◆ MATERIAL SUPPLIED ◆
>> begin

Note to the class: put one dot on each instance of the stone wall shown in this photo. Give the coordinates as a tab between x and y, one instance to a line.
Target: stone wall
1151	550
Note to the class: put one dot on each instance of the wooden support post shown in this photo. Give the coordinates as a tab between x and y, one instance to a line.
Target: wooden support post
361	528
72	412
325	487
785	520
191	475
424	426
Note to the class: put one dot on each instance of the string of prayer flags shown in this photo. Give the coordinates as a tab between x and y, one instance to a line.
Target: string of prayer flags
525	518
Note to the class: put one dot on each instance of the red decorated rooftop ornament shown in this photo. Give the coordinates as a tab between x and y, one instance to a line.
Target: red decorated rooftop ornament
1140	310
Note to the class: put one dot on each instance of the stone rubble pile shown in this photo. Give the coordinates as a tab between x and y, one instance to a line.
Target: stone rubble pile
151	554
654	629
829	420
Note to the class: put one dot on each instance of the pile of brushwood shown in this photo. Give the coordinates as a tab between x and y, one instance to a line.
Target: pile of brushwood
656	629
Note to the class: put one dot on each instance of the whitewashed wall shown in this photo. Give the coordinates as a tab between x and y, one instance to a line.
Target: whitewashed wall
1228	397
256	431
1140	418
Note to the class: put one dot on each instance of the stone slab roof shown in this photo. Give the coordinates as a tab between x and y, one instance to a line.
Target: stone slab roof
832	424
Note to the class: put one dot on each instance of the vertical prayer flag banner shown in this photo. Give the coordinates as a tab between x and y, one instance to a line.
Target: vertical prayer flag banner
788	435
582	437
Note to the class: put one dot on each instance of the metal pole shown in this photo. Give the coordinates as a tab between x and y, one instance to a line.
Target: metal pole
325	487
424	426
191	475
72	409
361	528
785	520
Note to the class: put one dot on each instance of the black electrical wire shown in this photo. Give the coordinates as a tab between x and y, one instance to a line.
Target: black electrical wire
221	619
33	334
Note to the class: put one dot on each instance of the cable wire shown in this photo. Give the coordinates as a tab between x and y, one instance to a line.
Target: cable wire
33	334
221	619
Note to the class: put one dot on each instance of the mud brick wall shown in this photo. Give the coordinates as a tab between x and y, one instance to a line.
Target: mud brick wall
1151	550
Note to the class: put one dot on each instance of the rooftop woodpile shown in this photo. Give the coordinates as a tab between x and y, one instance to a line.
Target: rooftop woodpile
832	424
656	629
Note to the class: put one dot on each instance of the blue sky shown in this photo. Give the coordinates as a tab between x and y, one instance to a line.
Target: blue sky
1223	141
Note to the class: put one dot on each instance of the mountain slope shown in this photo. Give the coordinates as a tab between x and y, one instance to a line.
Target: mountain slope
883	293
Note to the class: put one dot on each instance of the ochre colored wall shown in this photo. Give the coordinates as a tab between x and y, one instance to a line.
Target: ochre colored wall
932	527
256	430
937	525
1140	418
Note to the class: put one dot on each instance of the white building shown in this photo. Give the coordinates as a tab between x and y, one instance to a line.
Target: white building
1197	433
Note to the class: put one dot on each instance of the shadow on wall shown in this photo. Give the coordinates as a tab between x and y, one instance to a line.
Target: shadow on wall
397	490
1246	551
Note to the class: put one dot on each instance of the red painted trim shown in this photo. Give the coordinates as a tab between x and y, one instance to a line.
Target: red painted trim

>> end
>> begin

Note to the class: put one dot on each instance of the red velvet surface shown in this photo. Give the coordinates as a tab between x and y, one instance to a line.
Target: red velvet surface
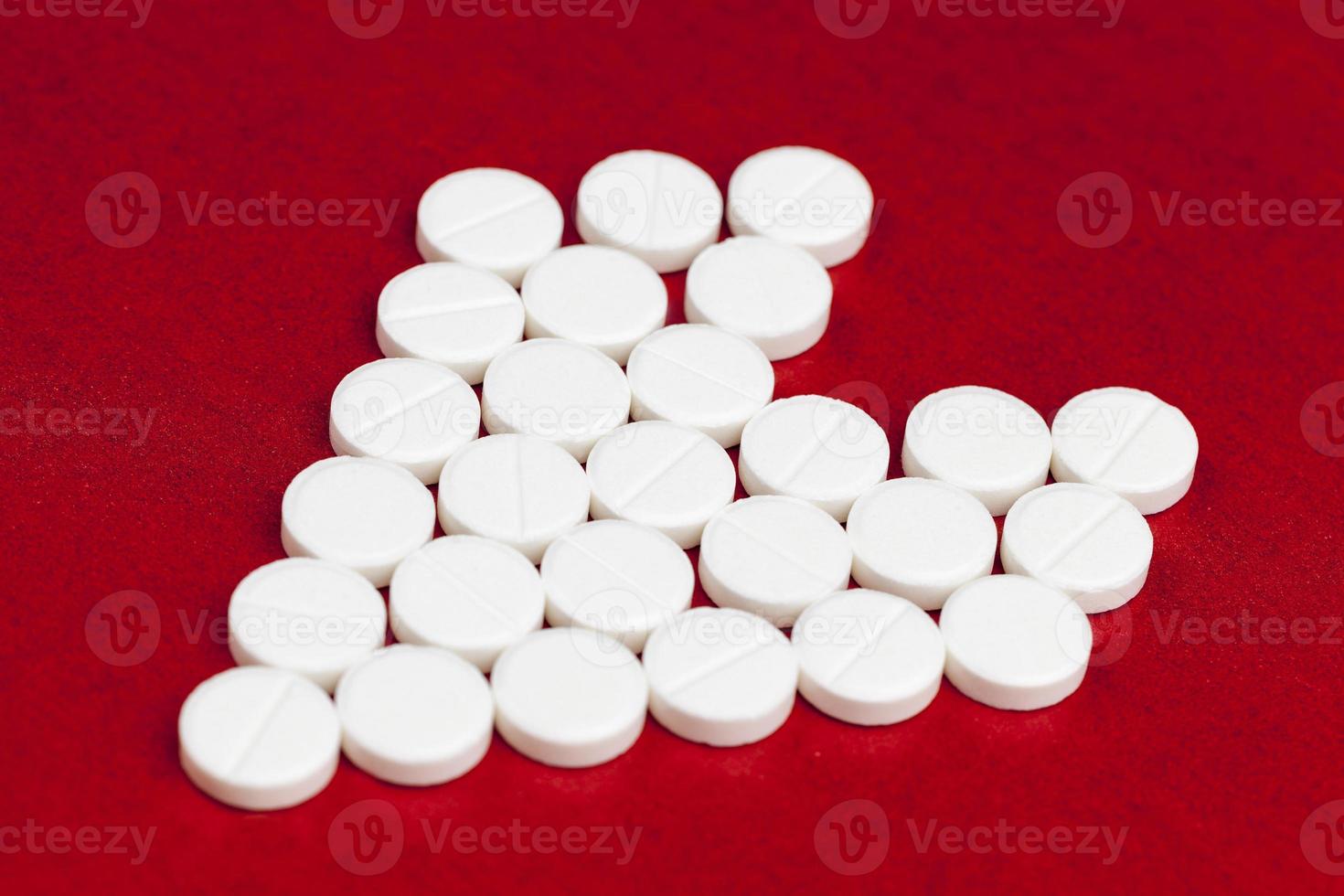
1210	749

>> end

◆ TASK REQUIREMENTS ◆
Reproduce everything from the line containing "the red painted" down to the line containing "Target: red painted trim", unchanged and with both of those lines included.

◆ SOLUTION ◆
Note to the class: put one dot on each instance of the red painted trim shown in this photo. Give the coordinates as a tab between x and y, one instance to a line.
Target: red painted trim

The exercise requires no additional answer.